Request →
Reproduce the data-cleaning notebook excerpt below in full, character for character.
── Document excerpt ──
In [1]:
TRAIN_DATA_PATH = "./data/dataset/train.csv"
TEST_DATA_PATH = "./data/dataset/test.csv"

In [2]:
import pandas as pd
import re

train_data = pd.read_csv(TRAIN_DATA_PATH)
test_data = pd.read_csv(TEST_DATA_PATH)

def fillMissing(df):
    df.TITLE.fillna(value="missing", inplace=True)
    df.BULLET_POINTS.fillna(value="missing", inplace=True)
    df.DESCRIPTION.fillna(value="missing", inplace=True)
    return df

def normalize_text(text):
    text = text.replace('""', ' inch')
    text = text.replace('"', '')
    text = text.replace('/p', '')
    text = text.replace('/b', '')
    text = text.replace('-', ' to ')
    text = re.sub(r'[^a-zA-Z0-9.:/\s%_"]|(?<=\d)_(?=\d)', '', text)
    text = text.replace('_', ' ')
    splits = text.strip().split(' ')
    return u" ".join([x for x in splits if len(x) >= 1])

def lowercase_text(text):
    return text.lower()

train_data = fillMissing(train_data)
test_data = fillMissing(test_data)

# train data
train_data["TITLE"] = train_data["TITLE"].apply(lowercase_text)
train_data["BULLET_POINTS"] = train_data["BULLET_POINTS"].apply(lowercase_text)
train_data["DESCRIPTION"] = train_data["DESCRIPTION"].apply(lowercase_text)

train_data["TITLE"] = train_data["TITLE"].apply(normalize_text)
train_data["BULLET_POINTS"] = train_data["BULLET_POINTS"].apply(normalize_text)
train_data["DESCRIPTION"] = train_data["DESCRIPTION"].apply(normalize_text)

# test data
test_data["TITLE"] = test_data["TITLE"].apply(lowercase_text)
test_data["BULLET_POINTS"] = test_data["BULLET_POINTS"].apply(lowercase_text)
───
── Dataset excerpt ──
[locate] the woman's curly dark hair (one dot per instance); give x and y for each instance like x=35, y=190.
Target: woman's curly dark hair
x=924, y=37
───
Exercise response →
In [1]:
TRAIN_DATA_PATH = "./data/dataset/train.csv"
TEST_DATA_PATH = "./data/dataset/test.csv"

In [2]:
import pandas as pd
import re

train_data = pd.read_csv(TRAIN_DATA_PATH)
test_data = pd.read_csv(TEST_DATA_PATH)

def fillMissing(df):
    df.TITLE.fillna(value="missing", inplace=True)
    df.BULLET_POINTS.fillna(value="missing", inplace=True)
    df.DESCRIPTION.fillna(value="missing", inplace=True)
    return df

def normalize_text(text):
    text = text.replace('""', ' inch')
    text = text.replace('"', '')
    text = text.replace('/p', '')
    text = text.replace('/b', '')
    text = text.replace('-', ' to ')
    text = re.sub(r'[^a-zA-Z0-9.:/\s%_"]|(?<=\d)_(?=\d)', '', text)
    text = text.replace('_', ' ')
    splits = text.strip().split(' ')
    return u" ".join([x for x in splits if len(x) >= 1])

def lowercase_text(text):
    return text.lower()

train_data = fillMissing(train_data)
test_data = fillMissing(test_data)

# train data
train_data["TITLE"] = train_data["TITLE"].apply(lowercase_text)
train_data["BULLET_POINTS"] = train_data["BULLET_POINTS"].apply(lowercase_text)
train_data["DESCRIPTION"] = train_data["DESCRIPTION"].apply(lowercase_text)

train_data["TITLE"] = train_data["TITLE"].apply(normalize_text)
train_data["BULLET_POINTS"] = train_data["BULLET_POINTS"].apply(normalize_text)
train_data["DESCRIPTION"] = train_data["DESCRIPTION"].apply(normalize_text)

# test data
test_data["TITLE"] = test_data["TITLE"].apply(lowercase_text)
test_data["BULLET_POINTS"] = test_data["BULLET_POINTS"].apply(lowercase_text)